▸ WHAT IS NEEDED
The expected output is exactly the lines below, starting at the line with "Target: small stick" and ending at the line with "Please place a point on the textured", both included; no other line belongs in it.

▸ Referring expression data
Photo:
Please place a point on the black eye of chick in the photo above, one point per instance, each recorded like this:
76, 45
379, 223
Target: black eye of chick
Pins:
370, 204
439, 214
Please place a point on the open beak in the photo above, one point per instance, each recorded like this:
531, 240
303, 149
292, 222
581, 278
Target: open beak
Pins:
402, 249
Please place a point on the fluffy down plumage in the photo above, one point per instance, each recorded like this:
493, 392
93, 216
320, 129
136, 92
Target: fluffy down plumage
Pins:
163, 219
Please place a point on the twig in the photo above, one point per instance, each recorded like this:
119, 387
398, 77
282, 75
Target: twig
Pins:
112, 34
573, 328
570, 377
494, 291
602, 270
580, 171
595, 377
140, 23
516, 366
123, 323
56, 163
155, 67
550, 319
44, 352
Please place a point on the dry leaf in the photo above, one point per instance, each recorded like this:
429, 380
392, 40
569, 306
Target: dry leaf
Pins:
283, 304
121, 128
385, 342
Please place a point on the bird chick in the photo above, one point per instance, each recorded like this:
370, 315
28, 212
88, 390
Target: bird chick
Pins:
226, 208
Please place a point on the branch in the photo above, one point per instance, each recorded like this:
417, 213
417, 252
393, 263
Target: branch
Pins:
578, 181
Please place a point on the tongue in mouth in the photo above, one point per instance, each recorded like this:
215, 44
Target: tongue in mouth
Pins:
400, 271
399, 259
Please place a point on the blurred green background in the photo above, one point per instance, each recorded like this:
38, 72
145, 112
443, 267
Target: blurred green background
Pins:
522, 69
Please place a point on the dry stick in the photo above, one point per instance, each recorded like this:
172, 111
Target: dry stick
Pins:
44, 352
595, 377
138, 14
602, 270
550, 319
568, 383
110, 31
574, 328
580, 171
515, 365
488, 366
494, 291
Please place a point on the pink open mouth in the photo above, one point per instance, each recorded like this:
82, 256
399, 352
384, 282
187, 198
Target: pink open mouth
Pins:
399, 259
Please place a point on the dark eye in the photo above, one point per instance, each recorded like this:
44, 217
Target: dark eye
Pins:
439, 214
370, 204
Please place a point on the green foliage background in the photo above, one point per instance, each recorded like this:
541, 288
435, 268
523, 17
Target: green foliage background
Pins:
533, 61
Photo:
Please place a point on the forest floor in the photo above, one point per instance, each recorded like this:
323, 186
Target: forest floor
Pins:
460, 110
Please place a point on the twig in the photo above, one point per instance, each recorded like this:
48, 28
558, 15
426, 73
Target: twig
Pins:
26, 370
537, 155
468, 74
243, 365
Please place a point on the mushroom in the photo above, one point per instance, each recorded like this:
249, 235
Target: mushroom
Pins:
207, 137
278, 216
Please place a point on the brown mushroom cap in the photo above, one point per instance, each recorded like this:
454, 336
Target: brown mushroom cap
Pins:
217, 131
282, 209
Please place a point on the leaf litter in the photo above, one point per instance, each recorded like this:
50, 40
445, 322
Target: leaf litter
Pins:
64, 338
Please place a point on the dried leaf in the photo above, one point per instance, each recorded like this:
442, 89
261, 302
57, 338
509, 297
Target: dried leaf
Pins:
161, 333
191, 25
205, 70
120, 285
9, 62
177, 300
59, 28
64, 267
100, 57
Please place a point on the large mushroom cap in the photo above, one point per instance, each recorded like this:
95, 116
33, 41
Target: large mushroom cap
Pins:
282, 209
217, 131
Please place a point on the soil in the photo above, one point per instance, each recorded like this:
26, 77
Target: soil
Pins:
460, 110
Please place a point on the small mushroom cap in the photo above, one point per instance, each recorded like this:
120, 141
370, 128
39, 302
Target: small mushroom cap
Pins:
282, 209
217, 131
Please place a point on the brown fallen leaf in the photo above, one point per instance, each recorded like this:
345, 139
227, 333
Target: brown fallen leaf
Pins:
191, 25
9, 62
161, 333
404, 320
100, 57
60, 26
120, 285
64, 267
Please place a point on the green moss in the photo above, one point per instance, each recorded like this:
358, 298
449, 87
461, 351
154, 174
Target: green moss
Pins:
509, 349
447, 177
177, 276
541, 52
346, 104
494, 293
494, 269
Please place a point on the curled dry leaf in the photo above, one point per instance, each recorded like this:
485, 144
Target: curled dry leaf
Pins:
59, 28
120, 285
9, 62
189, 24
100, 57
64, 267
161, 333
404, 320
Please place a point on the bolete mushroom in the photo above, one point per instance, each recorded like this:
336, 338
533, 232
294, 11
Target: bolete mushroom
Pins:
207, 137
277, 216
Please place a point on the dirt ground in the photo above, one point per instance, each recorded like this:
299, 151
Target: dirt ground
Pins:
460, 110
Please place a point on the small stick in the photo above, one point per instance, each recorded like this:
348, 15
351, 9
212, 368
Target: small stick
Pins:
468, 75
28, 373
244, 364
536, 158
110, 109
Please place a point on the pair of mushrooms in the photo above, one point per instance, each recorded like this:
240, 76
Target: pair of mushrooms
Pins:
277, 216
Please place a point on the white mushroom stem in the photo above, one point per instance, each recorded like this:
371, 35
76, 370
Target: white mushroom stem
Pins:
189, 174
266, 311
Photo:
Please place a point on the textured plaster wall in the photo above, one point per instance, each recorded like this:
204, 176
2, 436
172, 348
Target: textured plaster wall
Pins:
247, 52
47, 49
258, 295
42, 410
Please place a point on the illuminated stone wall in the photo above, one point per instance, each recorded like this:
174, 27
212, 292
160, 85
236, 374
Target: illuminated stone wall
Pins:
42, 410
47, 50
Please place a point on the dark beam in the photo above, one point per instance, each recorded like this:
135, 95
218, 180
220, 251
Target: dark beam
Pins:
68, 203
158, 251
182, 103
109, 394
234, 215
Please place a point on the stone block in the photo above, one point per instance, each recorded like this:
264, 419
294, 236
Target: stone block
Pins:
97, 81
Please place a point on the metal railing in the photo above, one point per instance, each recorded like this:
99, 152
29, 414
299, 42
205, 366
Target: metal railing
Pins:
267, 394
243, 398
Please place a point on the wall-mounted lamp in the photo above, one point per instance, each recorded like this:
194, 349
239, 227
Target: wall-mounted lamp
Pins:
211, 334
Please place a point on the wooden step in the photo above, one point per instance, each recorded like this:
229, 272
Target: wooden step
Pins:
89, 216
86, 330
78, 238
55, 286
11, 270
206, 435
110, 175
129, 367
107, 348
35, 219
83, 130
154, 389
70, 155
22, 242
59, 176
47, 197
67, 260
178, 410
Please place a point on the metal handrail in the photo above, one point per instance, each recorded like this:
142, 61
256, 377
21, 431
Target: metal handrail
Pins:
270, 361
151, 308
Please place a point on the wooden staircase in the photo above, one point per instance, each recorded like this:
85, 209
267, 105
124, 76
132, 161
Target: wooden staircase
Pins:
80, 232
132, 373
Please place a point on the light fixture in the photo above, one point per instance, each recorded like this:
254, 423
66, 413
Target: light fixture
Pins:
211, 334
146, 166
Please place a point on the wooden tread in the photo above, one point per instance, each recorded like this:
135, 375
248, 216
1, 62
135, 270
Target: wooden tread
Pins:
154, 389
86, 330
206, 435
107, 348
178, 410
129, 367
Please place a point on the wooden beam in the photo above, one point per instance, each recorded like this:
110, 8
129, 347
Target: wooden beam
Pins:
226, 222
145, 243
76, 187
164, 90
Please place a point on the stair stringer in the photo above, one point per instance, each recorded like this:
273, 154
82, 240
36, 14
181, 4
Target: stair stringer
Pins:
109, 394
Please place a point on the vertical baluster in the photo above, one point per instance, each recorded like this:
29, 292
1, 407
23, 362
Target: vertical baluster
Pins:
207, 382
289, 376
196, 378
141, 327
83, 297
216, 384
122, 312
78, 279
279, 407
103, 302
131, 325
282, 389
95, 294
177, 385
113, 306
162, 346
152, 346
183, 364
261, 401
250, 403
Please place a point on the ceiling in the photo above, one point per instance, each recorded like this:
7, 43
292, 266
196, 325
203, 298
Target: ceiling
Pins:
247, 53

▸ ANSWER SPACE
Target: small stick
Pins:
468, 75
28, 373
244, 364
536, 158
110, 109
Please place a point on the pair of mushrooms in the photo above, one point per instance, each recorded like this:
240, 76
Target: pair of mushrooms
Pins:
277, 216
Please place a point on the white mushroom stem in the photo above, one point per instance, each recorded like this:
371, 35
76, 370
Target: white mushroom stem
Pins:
189, 174
266, 311
Photo:
Please place a point on the textured plaster wall in the photo above, one point per instance, each recorded like this:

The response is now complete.